Segment Start: Data shown
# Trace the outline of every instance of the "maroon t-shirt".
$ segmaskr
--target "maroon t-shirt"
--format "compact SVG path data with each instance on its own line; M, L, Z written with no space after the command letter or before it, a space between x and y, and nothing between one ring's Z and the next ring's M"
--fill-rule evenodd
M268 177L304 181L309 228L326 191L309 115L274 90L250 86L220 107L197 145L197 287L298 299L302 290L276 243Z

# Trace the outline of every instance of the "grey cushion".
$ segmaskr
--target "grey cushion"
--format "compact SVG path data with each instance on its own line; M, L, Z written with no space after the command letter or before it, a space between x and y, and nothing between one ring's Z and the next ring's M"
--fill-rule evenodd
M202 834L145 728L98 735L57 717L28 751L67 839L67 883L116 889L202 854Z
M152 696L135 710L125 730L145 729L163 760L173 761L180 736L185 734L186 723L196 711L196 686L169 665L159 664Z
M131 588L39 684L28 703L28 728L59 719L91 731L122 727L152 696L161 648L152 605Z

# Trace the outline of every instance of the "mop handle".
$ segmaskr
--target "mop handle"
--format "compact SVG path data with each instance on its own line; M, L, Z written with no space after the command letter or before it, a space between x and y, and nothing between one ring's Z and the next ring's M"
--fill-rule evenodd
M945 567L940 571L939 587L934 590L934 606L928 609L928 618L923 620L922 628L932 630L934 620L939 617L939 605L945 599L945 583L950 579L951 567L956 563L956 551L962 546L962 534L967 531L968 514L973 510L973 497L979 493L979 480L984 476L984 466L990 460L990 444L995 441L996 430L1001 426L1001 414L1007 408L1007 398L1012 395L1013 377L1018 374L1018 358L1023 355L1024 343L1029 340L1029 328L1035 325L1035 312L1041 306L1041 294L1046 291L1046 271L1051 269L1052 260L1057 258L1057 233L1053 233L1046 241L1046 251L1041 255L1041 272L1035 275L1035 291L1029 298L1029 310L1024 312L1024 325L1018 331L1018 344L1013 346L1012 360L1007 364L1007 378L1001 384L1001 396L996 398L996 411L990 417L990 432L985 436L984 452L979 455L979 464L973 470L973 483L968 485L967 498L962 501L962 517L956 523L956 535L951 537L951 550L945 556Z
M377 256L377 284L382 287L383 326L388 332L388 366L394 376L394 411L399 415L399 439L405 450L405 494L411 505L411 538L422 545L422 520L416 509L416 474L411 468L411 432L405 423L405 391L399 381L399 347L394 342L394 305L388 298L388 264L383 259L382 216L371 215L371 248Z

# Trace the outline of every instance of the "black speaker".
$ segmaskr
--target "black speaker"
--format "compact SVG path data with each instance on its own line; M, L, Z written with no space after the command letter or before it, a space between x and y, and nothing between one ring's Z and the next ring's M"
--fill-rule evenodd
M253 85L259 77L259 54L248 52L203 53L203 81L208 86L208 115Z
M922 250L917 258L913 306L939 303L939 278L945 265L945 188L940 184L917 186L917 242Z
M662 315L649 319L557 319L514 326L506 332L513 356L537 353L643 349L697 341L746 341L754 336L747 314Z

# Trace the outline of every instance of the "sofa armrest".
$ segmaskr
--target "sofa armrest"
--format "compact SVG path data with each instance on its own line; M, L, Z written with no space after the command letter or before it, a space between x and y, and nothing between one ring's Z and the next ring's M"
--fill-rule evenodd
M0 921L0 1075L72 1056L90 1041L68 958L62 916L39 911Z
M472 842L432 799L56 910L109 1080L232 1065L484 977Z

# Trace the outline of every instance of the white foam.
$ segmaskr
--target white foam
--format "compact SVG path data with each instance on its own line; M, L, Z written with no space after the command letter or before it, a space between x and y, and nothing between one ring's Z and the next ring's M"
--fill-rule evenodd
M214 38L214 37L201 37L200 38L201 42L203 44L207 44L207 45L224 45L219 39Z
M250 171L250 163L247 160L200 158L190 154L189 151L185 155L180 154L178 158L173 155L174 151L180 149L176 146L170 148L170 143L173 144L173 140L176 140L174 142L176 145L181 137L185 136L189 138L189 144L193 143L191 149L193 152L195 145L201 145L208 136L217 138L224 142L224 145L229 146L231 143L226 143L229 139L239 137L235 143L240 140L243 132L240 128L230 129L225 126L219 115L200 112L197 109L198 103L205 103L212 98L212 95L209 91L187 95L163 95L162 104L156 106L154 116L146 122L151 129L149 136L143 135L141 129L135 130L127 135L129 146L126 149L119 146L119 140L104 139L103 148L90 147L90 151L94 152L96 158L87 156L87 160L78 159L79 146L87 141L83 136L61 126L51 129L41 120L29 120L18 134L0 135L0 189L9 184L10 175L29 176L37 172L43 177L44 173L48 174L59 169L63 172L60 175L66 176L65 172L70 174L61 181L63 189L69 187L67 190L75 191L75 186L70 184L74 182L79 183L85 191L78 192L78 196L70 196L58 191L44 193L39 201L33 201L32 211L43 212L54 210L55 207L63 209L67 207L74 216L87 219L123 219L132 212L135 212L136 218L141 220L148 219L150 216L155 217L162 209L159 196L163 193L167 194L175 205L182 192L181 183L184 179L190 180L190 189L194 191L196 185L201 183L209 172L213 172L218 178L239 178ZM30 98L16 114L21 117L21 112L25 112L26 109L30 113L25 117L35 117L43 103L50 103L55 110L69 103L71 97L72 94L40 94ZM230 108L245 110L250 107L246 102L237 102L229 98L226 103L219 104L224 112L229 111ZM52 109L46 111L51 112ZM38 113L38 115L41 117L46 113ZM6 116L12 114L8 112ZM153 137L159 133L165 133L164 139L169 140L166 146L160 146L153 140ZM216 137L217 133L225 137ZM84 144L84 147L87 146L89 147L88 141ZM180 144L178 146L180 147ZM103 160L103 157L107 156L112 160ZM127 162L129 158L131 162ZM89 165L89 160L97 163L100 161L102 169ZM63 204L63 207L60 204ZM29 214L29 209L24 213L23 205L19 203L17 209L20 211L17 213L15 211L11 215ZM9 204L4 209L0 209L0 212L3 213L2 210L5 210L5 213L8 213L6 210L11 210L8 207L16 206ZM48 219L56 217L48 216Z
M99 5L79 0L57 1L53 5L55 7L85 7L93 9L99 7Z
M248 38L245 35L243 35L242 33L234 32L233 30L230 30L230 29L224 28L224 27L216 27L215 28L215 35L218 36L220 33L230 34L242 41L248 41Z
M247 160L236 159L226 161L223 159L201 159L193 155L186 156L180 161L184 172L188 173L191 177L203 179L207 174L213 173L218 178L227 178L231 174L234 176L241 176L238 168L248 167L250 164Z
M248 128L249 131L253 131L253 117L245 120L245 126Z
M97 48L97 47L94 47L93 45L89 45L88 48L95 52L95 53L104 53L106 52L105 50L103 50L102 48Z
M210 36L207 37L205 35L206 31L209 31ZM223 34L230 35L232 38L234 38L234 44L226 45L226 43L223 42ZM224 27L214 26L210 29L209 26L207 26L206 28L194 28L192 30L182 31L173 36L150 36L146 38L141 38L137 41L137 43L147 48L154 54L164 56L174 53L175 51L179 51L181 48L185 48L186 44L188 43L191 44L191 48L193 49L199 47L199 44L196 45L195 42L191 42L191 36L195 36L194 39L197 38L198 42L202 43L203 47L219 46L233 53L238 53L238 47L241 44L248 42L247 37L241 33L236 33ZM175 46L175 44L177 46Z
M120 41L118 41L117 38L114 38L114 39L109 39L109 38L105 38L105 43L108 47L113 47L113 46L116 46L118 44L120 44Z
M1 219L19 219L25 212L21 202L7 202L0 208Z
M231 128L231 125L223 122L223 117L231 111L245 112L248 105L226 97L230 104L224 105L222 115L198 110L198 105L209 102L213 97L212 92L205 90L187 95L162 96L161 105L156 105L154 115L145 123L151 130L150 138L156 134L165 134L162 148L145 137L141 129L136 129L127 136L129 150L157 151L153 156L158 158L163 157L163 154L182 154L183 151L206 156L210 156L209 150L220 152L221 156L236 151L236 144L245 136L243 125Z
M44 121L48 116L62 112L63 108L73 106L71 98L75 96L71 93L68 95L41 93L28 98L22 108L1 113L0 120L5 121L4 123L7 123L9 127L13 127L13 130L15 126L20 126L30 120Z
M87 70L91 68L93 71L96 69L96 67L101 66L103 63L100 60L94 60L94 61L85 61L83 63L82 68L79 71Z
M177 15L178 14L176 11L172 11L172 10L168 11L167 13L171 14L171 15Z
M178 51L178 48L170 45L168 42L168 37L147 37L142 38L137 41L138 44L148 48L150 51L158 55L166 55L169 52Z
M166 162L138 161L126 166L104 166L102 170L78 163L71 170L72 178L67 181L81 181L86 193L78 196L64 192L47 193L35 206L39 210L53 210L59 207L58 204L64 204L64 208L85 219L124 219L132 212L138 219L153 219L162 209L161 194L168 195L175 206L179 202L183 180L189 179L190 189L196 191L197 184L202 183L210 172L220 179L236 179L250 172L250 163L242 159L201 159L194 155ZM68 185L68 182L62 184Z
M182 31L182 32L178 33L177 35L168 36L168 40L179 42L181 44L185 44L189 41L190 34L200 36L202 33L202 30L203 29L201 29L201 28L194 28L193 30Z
Segment End: Data shown
[To do] The lines needed are those in the data above that hold the string "foam"; copy each of them.

[Written answer]
# Trace the outline of every instance of the white foam.
--target white foam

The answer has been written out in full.